══ QUOTED PASSAGE
Navy Chief Vice Admiral (VA) Jayanath Colombage yesterday said that the government was in the process of working out modalities to enhance the SLN’s offshore patrolling/surveillance capability.
VA Colombage said that the SLN intended to acquire five Offshore Patrol Vessels (OPVs). “We are having discussions with relevant parties to the transaction.
Of the five vessels, two will be acquired from one source and the rest from others,” he said. The SLN Chief was responding to a query by The Island yesterday.
A smiling Colombage said that a MoU as regards the acquisition of two ships could be worked out soon. He recalled Defence Secretary Gotabhaya Rajapaksa’s address to the last Galle Dialogue, where he emphasized the importance of strengthening the SLN.
“Strengthening of OPV capability,” VA Colombage said would be a post-war priority. In an exclusive interview with The Island yesterday, VA Colombage said that it would be a grave mistake on their part to neglect the SLN during the post-war period. “We now have six vessels in the OPV category. But additional assets are needed to meet the challenging task of policing Sri Lankan territorial waters as well as exclusive economic zone. We should be also aware of the extension of Sri Lanka’s continental margin in line with a UN’s Law at the Sea rules. Gradual build-up of naval assets will be a prerequisite for taking up new challenges.”
════
══ INFORMATION SUPPLIED
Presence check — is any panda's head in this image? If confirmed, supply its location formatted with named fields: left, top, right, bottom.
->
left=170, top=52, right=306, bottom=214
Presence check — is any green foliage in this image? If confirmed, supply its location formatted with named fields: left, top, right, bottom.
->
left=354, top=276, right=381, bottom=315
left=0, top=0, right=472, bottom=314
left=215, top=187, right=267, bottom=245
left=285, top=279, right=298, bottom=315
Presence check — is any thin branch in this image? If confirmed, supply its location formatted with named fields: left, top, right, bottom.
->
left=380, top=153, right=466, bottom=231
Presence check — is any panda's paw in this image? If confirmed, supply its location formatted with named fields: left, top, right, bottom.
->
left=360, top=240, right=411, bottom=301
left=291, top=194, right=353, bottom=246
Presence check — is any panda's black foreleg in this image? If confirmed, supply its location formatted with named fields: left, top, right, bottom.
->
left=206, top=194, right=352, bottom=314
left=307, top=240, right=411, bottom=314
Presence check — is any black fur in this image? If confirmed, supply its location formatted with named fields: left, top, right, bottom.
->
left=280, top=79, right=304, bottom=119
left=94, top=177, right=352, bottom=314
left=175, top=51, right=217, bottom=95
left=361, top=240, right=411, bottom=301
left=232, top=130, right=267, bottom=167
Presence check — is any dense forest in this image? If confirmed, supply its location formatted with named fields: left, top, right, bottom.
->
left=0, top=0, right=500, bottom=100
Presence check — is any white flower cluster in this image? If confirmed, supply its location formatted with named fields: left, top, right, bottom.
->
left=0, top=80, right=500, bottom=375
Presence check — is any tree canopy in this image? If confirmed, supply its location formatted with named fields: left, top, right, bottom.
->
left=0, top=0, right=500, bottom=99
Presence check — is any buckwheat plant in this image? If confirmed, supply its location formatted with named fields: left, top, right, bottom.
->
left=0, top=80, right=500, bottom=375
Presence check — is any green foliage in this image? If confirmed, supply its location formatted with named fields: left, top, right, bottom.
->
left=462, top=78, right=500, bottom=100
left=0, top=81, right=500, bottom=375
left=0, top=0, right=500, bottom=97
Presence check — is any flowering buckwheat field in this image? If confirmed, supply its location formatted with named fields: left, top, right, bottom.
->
════
◆ **PROMPT A**:
From the article on the Sri Lanka Navy's patrol vessels, return the part that opens with the words containing "Of the five" and closes with "strengthening the SLN.".
◆ **PROMPT B**:
According to the article on the Sri Lanka Navy's patrol vessels, how many vessels in the OPV category does the navy have now?
◆ **PROMPT C**:
Extend the article on the Sri Lanka Navy's patrol vessels, picking up after its last sentence.

◆ **TASK ANSWER A**:
Of the five vessels, two will be acquired from one source and the rest from others,” he said. The SLN Chief was responding to a query by The Island yesterday.
A smiling Colombage said that a MoU as regards the acquisition of two ships could be worked out soon. He recalled Defence Secretary Gotabhaya Rajapaksa’s address to the last Galle Dialogue, where he emphasized the importance of strengthening the SLN.

◆ **TASK ANSWER B**:
Six.

◆ **TASK ANSWER C**:
Sri Lanka’s territorial waters and exclusive economic zone extend 12 and 200 nautical miles from the coastline, respectively.
The current SLN OPV fleet comprises SLNS Sayura (acquired from India), SLNS Sagara (India), SLNS Samudura (US), SLNS Nandimithra (Israel), SLNS Suranimala (Israel) and SLNS Jayasagara (Colombo Dockyard Limited). Except for SLNS Jayasagara, all other OPVs took part in SLN operations on March 10 and June 14 2003, Sept 16, 2006, Sept 10 and 11 2007 and Oct 7 2007 to destroy LTTE’s floating warehouses.
Asked whether the SLN would phase out the existing OPVs when it took delivery of new ships, the VA said that they could be used, though they were old. The SLN Chief said that he wasn’t in a hurry to replace any of the vessels in the current fleet. According to him, some ships could be used for even 30 or 40 years.
Responding to a query regarding post-war deployment of Fast Attack Craft (FAC) and other assets, other than the OPVs, VA Colombage said that the deployment pattern was very different from the pre-May 2009 period. He said that now that the war was over, they could save vessels’ running hours. “However, the SLN will continue patrols, though at a much scaled down level. Ongoing efforts to prevent the launch of trawlers carrying bogus refugees, too, will continue. On the other hands, the SLN is also involved in operations to prevent the smuggling of narcotics.”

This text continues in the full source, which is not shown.